WHAT THE TASK REQUIRES:
Find every line in the listing that contains the word "trim", matching case exactly, and copy each of those lines.

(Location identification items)

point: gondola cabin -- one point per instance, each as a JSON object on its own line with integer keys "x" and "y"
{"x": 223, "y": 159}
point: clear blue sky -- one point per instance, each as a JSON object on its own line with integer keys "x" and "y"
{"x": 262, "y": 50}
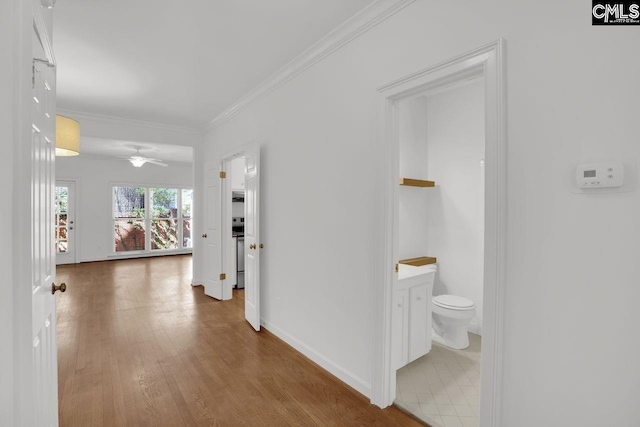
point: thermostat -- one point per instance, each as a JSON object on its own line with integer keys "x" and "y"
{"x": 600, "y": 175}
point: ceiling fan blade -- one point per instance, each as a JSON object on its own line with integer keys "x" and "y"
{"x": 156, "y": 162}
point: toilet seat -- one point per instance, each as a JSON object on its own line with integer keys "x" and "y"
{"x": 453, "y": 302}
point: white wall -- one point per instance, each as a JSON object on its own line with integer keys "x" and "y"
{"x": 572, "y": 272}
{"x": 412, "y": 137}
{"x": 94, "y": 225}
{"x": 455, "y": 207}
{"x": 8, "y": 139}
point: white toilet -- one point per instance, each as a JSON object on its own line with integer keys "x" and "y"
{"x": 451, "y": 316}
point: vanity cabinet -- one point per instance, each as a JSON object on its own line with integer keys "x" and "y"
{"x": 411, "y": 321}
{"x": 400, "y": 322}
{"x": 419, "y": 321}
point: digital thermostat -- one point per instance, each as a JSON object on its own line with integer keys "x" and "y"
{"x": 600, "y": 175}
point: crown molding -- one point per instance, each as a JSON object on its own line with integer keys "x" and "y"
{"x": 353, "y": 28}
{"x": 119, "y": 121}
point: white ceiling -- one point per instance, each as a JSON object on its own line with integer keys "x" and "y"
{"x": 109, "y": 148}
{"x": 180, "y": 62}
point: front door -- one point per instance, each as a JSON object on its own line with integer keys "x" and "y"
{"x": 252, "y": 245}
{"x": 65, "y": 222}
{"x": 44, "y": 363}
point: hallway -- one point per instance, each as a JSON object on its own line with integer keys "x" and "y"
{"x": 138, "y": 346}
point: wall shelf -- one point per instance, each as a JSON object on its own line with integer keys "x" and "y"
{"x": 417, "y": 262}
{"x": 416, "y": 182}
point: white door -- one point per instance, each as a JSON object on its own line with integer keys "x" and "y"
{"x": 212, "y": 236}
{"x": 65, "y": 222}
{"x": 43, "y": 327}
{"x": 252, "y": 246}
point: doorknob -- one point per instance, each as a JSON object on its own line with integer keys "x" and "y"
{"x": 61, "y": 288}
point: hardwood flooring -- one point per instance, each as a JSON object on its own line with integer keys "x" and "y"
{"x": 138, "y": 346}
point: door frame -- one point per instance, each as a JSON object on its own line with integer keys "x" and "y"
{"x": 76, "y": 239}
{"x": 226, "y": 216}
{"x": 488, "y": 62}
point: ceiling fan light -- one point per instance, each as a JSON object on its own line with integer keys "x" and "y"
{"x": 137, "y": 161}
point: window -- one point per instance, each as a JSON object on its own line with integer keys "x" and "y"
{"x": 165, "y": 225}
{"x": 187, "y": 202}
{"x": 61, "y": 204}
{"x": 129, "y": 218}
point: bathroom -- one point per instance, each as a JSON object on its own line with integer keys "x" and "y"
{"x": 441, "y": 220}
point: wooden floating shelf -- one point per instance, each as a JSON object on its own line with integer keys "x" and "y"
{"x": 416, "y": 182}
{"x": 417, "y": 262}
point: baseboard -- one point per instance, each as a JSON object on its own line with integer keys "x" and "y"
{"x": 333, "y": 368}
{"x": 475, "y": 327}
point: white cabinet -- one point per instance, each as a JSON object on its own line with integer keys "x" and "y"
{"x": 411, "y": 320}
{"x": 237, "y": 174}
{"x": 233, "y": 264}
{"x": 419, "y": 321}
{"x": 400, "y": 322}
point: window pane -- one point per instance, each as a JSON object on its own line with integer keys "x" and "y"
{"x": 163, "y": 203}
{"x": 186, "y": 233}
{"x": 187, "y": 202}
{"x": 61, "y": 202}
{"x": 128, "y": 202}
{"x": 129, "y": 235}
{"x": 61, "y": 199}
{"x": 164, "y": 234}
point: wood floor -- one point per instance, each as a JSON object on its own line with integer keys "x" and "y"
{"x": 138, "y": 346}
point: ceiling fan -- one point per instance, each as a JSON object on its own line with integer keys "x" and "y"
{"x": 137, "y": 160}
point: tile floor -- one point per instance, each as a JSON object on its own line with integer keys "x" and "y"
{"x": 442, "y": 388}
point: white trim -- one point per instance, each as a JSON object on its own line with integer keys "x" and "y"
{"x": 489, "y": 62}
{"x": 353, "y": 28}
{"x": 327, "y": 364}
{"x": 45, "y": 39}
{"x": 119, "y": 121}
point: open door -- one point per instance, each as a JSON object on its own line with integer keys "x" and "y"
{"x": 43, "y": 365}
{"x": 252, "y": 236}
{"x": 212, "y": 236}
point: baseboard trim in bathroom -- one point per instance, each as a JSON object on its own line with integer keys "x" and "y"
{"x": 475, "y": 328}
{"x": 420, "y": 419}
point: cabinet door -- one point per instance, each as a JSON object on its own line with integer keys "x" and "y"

---

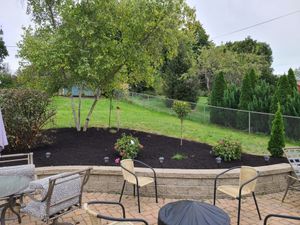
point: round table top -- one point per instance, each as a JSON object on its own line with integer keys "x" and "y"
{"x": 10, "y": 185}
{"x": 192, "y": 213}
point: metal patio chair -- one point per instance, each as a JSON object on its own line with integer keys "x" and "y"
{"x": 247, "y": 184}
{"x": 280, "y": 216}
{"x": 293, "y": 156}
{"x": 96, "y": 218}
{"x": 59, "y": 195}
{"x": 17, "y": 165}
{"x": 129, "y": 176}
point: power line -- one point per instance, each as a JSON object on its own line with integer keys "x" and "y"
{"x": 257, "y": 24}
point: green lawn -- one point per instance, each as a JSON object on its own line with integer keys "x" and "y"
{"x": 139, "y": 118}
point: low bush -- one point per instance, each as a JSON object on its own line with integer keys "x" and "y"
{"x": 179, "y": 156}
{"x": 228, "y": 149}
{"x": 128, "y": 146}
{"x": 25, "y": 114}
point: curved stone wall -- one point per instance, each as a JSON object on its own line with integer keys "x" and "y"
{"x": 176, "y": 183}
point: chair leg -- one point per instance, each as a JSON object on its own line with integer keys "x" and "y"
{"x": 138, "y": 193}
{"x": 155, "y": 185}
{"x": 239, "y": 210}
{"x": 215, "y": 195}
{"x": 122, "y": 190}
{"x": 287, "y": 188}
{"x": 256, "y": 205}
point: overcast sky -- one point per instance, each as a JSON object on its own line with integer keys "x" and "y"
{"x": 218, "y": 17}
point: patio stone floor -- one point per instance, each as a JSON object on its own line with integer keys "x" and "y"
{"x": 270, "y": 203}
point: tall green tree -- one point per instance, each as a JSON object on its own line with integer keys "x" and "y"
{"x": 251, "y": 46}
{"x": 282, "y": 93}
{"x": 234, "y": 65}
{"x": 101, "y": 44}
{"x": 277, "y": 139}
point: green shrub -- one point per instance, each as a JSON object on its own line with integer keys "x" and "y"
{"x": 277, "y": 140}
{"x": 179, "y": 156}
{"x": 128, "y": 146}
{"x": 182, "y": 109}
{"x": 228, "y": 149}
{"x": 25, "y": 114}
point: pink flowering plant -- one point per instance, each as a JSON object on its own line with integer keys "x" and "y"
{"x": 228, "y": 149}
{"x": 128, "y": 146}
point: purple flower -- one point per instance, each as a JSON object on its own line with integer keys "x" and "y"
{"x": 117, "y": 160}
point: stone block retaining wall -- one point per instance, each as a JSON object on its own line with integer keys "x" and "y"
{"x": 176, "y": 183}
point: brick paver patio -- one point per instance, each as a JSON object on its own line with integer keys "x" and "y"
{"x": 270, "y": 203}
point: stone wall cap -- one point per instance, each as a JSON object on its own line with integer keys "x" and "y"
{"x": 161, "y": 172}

ANSWER FOR THIS EXERCISE:
point: white trim -- one point per instance, each as a JSON object on its own line with integer keys "x" and "y"
point: baseboard trim in bathroom -- one point per instance, each as a JSON object on its own line with integer keys "x" and "y"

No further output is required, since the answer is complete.